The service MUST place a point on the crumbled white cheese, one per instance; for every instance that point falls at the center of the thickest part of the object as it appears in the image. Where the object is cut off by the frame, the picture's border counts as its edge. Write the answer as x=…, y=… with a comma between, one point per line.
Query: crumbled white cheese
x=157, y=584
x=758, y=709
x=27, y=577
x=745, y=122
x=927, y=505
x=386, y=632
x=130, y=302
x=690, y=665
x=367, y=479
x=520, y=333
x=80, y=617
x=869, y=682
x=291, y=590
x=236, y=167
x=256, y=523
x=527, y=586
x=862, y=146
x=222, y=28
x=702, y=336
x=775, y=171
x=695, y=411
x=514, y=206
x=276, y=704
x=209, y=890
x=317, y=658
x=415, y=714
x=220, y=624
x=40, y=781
========
Reproduce every item above line for line, with no change to wording, spacing, or order.

The service MUST place a point on the crumbled white cheese, one per instance; for every instance that point falls at the center of the thickest part of the object as it appears in the image. Where the object is cut off by the frame, the picture's border counts as its edge. Write the answer as x=…, y=… with a comma between, one point per line.
Query: crumbled white cheese
x=157, y=584
x=758, y=709
x=27, y=577
x=745, y=122
x=927, y=505
x=386, y=632
x=130, y=302
x=690, y=665
x=367, y=479
x=520, y=333
x=80, y=617
x=869, y=682
x=291, y=590
x=236, y=167
x=256, y=523
x=527, y=586
x=862, y=146
x=222, y=28
x=702, y=336
x=775, y=171
x=695, y=411
x=514, y=206
x=276, y=704
x=209, y=890
x=317, y=658
x=415, y=714
x=220, y=624
x=40, y=781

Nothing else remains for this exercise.